BEGIN

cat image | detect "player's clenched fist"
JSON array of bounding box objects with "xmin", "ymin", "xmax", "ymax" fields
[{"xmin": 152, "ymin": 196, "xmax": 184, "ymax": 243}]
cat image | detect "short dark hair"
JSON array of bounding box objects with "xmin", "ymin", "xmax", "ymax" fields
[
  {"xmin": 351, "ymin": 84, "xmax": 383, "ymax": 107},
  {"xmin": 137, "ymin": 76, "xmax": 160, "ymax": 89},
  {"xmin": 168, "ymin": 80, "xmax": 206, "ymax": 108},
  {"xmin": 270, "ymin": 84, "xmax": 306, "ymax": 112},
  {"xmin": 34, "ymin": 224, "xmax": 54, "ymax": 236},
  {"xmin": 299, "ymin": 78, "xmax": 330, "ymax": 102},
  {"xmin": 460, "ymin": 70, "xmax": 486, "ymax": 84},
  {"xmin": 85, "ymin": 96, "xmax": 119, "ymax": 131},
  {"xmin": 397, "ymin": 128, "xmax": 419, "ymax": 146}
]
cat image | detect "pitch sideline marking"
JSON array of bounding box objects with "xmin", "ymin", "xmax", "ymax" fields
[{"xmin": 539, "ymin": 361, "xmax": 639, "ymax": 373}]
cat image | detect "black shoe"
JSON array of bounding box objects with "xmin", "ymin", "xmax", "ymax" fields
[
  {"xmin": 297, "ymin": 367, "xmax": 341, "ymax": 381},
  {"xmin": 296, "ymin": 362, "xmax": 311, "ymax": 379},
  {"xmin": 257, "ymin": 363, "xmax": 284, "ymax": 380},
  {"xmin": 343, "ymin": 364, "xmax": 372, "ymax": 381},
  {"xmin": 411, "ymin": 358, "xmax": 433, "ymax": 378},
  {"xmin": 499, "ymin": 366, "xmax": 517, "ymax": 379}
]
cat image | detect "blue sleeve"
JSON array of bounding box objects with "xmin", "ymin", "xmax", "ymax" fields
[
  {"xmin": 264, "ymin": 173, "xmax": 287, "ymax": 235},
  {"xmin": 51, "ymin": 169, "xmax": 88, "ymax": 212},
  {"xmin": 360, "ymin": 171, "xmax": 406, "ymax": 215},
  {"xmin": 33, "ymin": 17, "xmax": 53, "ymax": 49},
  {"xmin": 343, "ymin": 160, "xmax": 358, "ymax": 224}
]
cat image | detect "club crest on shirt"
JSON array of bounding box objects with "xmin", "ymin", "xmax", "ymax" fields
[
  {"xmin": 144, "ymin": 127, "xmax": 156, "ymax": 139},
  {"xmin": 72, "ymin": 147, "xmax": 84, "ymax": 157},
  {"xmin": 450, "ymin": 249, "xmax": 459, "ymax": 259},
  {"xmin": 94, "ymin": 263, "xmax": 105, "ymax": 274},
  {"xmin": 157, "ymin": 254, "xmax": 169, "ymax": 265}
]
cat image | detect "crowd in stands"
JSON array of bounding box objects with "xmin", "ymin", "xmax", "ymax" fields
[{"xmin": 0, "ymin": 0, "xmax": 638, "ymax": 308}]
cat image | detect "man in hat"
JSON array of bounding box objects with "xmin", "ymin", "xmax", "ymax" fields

END

Exercise directions: The whole listing, restated word for word, is the expected answer.

Output of the task:
cat image | detect "player's clenched fist"
JSON array of bounding box objects with "xmin", "ymin", "xmax", "ymax" fields
[{"xmin": 152, "ymin": 196, "xmax": 184, "ymax": 243}]
cat image | detect "short dark hair"
JSON array of bounding box objects with "xmin", "ymin", "xmax", "ymax" fields
[
  {"xmin": 351, "ymin": 84, "xmax": 383, "ymax": 107},
  {"xmin": 137, "ymin": 76, "xmax": 160, "ymax": 89},
  {"xmin": 168, "ymin": 80, "xmax": 206, "ymax": 108},
  {"xmin": 270, "ymin": 84, "xmax": 306, "ymax": 112},
  {"xmin": 34, "ymin": 224, "xmax": 54, "ymax": 236},
  {"xmin": 299, "ymin": 78, "xmax": 330, "ymax": 102},
  {"xmin": 460, "ymin": 70, "xmax": 486, "ymax": 84},
  {"xmin": 85, "ymin": 96, "xmax": 119, "ymax": 131},
  {"xmin": 397, "ymin": 128, "xmax": 419, "ymax": 146}
]
cat image | detect "pitch sideline marking"
JSON array of bounding box objects with "xmin", "ymin", "xmax", "ymax" fields
[{"xmin": 539, "ymin": 361, "xmax": 639, "ymax": 373}]
cat image | detect "black shoe"
JSON array of bounding box objects with "xmin", "ymin", "xmax", "ymax" fields
[
  {"xmin": 297, "ymin": 367, "xmax": 341, "ymax": 381},
  {"xmin": 296, "ymin": 362, "xmax": 311, "ymax": 379},
  {"xmin": 257, "ymin": 363, "xmax": 284, "ymax": 380},
  {"xmin": 343, "ymin": 364, "xmax": 372, "ymax": 381},
  {"xmin": 411, "ymin": 358, "xmax": 433, "ymax": 378},
  {"xmin": 499, "ymin": 366, "xmax": 517, "ymax": 379}
]
cat image | detect "blue sleeve"
JSON array of bounding box objects with "xmin", "ymin", "xmax", "ymax" fields
[
  {"xmin": 264, "ymin": 173, "xmax": 287, "ymax": 235},
  {"xmin": 51, "ymin": 169, "xmax": 88, "ymax": 212},
  {"xmin": 360, "ymin": 171, "xmax": 406, "ymax": 215},
  {"xmin": 33, "ymin": 17, "xmax": 53, "ymax": 49},
  {"xmin": 343, "ymin": 160, "xmax": 358, "ymax": 224}
]
cat image | detect "club crest on shirt"
JSON array of bounding box objects with "xmin", "ymin", "xmax", "ymax" fields
[
  {"xmin": 144, "ymin": 127, "xmax": 156, "ymax": 139},
  {"xmin": 72, "ymin": 147, "xmax": 84, "ymax": 157},
  {"xmin": 450, "ymin": 249, "xmax": 459, "ymax": 259},
  {"xmin": 94, "ymin": 263, "xmax": 105, "ymax": 274},
  {"xmin": 157, "ymin": 254, "xmax": 169, "ymax": 265}
]
cat image | detect "crowd in stands"
JSON array of bounding box objects with "xmin", "ymin", "xmax", "ymax" fields
[{"xmin": 0, "ymin": 0, "xmax": 638, "ymax": 308}]
cat image | detect "man in hat"
JSON array of bounding box objects with "xmin", "ymin", "xmax", "ymax" fields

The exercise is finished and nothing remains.